Alors que le débat sur la taxation du sucre dans les produits transformés est relancé à l’Assemblée nationale, à l’occasion de l’examen du Projet de loi de financement de la sécurité sociale, une étude parue jeudi 31 octobre dans Science pourrait donner du grain à moudre aux députés et aux ministres du gouvernement Barnier qui ont affiché des avis divergents sur le principe d’une nouvelle taxe et devraient en débattre dans l’hémicycle lundi 4 novembre.
Cette étude, menée par des chercheurs américains des universités de Californie du Sud, de Chicago et de Berkeley, vise à mieux comprendre l’impact de la consommation de sucre sur le risque de survenue de maladies chroniques, notamment le diabète et l’hypertension. Pour caractériser ce lien, c’est vers l’histoire contemporaine que se sont tournés les chercheurs, en étudiant une période où les populations ont connu un changement radical de comportement alimentaire : la levée du rationnement dans le Royaume-Uni des années 1950.
Après-guerre, la plupart des denrées alimentaires étaient en effet rationnées. Les restrictions ont progressivement été levées dans la première moitié des années 1950. Celles sur le sucre – qui limitaient les apports en sucres libres à moins de 40 grammes (g) pour les adultes, 15 g pour les enfants, et aucun sucre pour les nourrissons, soit à peu près les recommandations actuelles de la plupart des agences de santé publique – ont été supprimées en septembre 1953. De façon quasi immédiate, les ventes de sucre ont doublé dès la première année, alors que pour les autres denrées alimentaires dérationnées, les niveaux de consommation sont restés relativement stables – seule exception, le retour à la consommation de beurre après des années de substitution par la margarine.
Laps de temps court
Or, constate l’étude publiée dans Science, cette soudaine hausse de consommation de sucre chez les Britanniques en 1953 pourrait avoir eu des conséquences de long terme sur leur santé. Les chercheurs se sont appuyés sur les données du UK Biobank, une vaste base de données médicale, qui suit quelque 500 000 volontaires. Parmi eux, un peu plus de 60 000 personnes ont été identifiées comme nées entre octobre 1951 et mars 1956, soit 1 000 jours avant la levée du rationnement du sucre, et 1 000 jours après.
Les chercheurs ont ainsi défini un premier groupe d’individus qui ont été « rationnés » in utero et durant leurs tout premiers mois de vie, et un second groupe qui a été davantage exposé à la consommation de sucre, les données générales disponibles sur le Royaume-Uni suggérant un doublement de la consommation. Ce laps de temps court a été choisi en formulant l’hypothèse que ces deux groupes d’individus ont été exposés à un environnement alimentaire relativement similaire, avec des prix constants, et que l’exposition au sucre constitue la principale variable différenciante.
------------------------------------------------
ÉTAPES DE L'EXERCICE:
a) Répondez à ces questions sur l'article consacré au rationnement du sucre :
(i) Dans quelle revue l'étude est-elle parue ?
(ii) À quelle date les restrictions sur le sucre ont-elles été supprimées ?
(iii) Combien de volontaires la base UK Biobank suit-elle ?
b) Dans l'article consacré au rationnement du sucre, réécrivez tout ce qui va de "Après-guerre, la plupart" jusqu'à "par la margarine.". Remplacez "la margarine" par "l'huile".
c) Énumérez toutes les universités dont viennent les chercheurs de l'étude décrite dans l'article consacré au rationnement du sucre.

DONNÉES FOURNIES:
------------------------------------------------
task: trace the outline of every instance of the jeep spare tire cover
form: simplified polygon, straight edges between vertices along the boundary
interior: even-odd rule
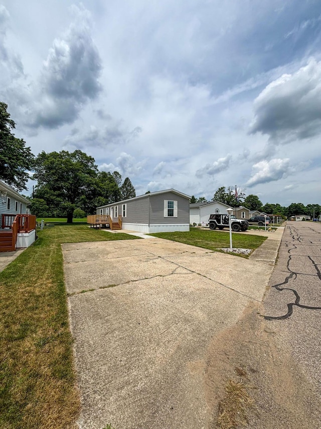
[[[234,223],[232,225],[232,229],[233,231],[235,231],[236,232],[238,232],[239,231],[241,230],[241,227],[237,223]]]

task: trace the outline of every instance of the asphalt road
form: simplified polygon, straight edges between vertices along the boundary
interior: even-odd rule
[[[263,315],[279,350],[292,360],[289,385],[295,386],[298,373],[305,378],[300,390],[307,402],[321,398],[320,271],[321,224],[288,222]],[[321,410],[315,408],[312,424],[301,427],[321,427]]]

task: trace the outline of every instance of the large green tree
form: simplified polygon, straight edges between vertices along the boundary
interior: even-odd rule
[[[27,189],[28,170],[34,156],[22,139],[15,137],[16,124],[10,119],[8,105],[0,102],[0,179],[17,191]]]
[[[196,202],[204,203],[204,204],[206,204],[206,203],[207,203],[207,200],[206,199],[206,198],[205,198],[205,197],[200,197],[199,198],[197,199]]]
[[[307,214],[306,208],[302,203],[291,203],[286,209],[288,217],[300,214]]]
[[[259,210],[259,211],[262,210],[263,205],[257,195],[254,195],[253,194],[250,194],[244,199],[243,205],[244,207],[250,210]]]
[[[36,158],[33,179],[37,181],[35,197],[45,200],[52,212],[66,216],[72,223],[73,212],[82,198],[94,196],[98,169],[94,158],[82,152],[66,150],[46,153]]]
[[[232,186],[229,186],[227,188],[225,186],[221,186],[214,194],[212,201],[220,201],[232,207],[238,207],[243,203],[244,196],[244,193],[240,191],[237,199],[235,190]]]
[[[136,197],[136,191],[129,178],[126,177],[120,187],[122,200],[128,200]]]

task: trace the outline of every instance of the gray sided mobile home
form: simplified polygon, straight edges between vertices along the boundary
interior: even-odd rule
[[[190,230],[190,197],[175,189],[158,191],[97,207],[96,215],[121,220],[122,229],[152,233]]]

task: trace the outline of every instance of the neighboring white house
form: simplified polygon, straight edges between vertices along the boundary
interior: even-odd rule
[[[220,201],[190,204],[190,223],[207,223],[210,214],[227,213],[226,210],[228,208],[233,209],[233,207]]]
[[[28,213],[30,204],[29,200],[0,181],[0,251],[27,247],[36,239],[36,216]],[[16,218],[18,226],[15,241],[12,227]]]
[[[243,207],[243,206],[236,207],[233,212],[233,214],[235,215],[238,219],[249,219],[251,216],[255,216],[255,215],[250,215],[250,213],[249,209],[247,209],[246,207]]]
[[[249,216],[250,218],[254,216],[261,216],[261,212],[259,212],[258,210],[250,210]],[[264,214],[262,215],[262,216],[264,216]]]
[[[307,215],[296,215],[296,216],[291,216],[290,218],[291,220],[303,220],[305,219],[305,220],[310,220],[311,216]]]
------------------------------------------------
RÉPONSES NUMÉROTÉES:
a)
(i) Dans Science.
(ii) En septembre 1953.
(iii) Quelque 500 000 volontaires.

b)
Après-guerre, la plupart des denrées alimentaires étaient en effet rationnées. Les restrictions ont progressivement été levées dans la première moitié des années 1950. Celles sur le sucre – qui limitaient les apports en sucres libres à moins de 40 grammes (g) pour les adultes, 15 g pour les enfants, et aucun sucre pour les nourrissons, soit à peu près les recommandations actuelles de la plupart des agences de santé publique – ont été supprimées en septembre 1953. De façon quasi immédiate, les ventes de sucre ont doublé dès la première année, alors que pour les autres denrées alimentaires dérationnées, les niveaux de consommation sont restés relativement stables – seule exception, le retour à la consommation de beurre après des années de substitution par l'huile.

c) Université de Californie du Sud, université de Chicago, université de Berkeley